====== Given text ======

Directory monitoring

Hi all,

Someone know a tool or a script that can monitor a specific directory for any new file creation. I want to mirror my Oracle redo log file on an external FTP server but I don't want to sync the directory each hour... I want to copy the file when they appear in the oraarch...

Thanks
5 REPLIES 5
Darrell Allen
Honored Contributor

Re: Directory monitoring

Hi,

I haven't used it but rdist sounds like it may do that. It is available from the Software Porting and Archive Centres. One is:
http://hpux.cs.utah.edu/

Darrell
"What, Me Worry?" - Alfred E. Neuman (Mad Magazine)
Steve Steel
Honored Contributor

Re: Directory monitoring

Hi

touch a file ex /tmp/checkdir before you start
with an old date

Then something like this running every hour

test=/tmp/checkdir
work=/tmp/checkwork
dir=/home/steves/tmp
find $dir -type f -newer $test > $work
touch $test
typeset -i found=$(cat $work|wc -l)
if [ "$found" -gt "0" ]
then
cat $work|while read line
do
echo ftp $line to remote
done
fi
/bin/rm $work 2>/dev/null

If file are found newer than the checkfile you can ftp them or rcp them

Steve Steel
If you want truly to understand something, try to change it. (Kurt Lewin)

====== Record set ======

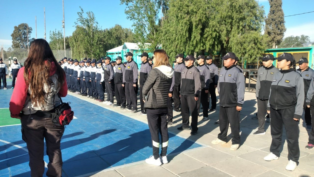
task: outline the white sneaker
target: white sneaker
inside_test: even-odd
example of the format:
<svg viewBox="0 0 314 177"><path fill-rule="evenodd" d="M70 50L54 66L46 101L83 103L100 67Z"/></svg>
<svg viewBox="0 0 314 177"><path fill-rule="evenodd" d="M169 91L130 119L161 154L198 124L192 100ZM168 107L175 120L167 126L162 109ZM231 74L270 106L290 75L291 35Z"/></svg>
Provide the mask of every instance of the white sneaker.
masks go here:
<svg viewBox="0 0 314 177"><path fill-rule="evenodd" d="M150 165L153 165L156 166L160 166L161 165L161 161L160 160L160 158L158 158L157 159L155 159L153 156L151 156L149 158L145 159L145 162Z"/></svg>
<svg viewBox="0 0 314 177"><path fill-rule="evenodd" d="M233 144L231 145L231 147L230 147L230 150L231 151L236 151L237 149L239 149L239 147L240 147L240 145L238 144Z"/></svg>
<svg viewBox="0 0 314 177"><path fill-rule="evenodd" d="M161 157L159 155L160 158L160 160L161 161L161 163L164 164L168 163L168 159L167 158L167 156Z"/></svg>
<svg viewBox="0 0 314 177"><path fill-rule="evenodd" d="M286 169L289 171L294 171L296 168L296 162L292 160L290 160L288 164L286 166Z"/></svg>
<svg viewBox="0 0 314 177"><path fill-rule="evenodd" d="M273 160L278 160L279 158L273 154L273 152L270 152L264 158L264 160L266 161L271 161Z"/></svg>
<svg viewBox="0 0 314 177"><path fill-rule="evenodd" d="M221 140L219 138L216 138L212 141L212 144L226 144L226 143L227 142L226 141Z"/></svg>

======

What is asked —
a – List every variable that is given a value with "=" in the shell script in the directory monitoring thread.
b – Reproduce word for word the part of the directory monitoring thread that begins with the words containing "I haven't used" and ends with "Neuman (Mad Magazine)".
The records after the directory monitoring thread come from a separate, unrelated source.

The solutions —
a – test, work, dir, found

b –
I haven't used it but rdist sounds like it may do that. It is available from the Software Porting and Archive Centres. One is:
http://hpux.cs.utah.edu/

Darrell
"What, Me Worry?" - Alfred E. Neuman (Mad Magazine)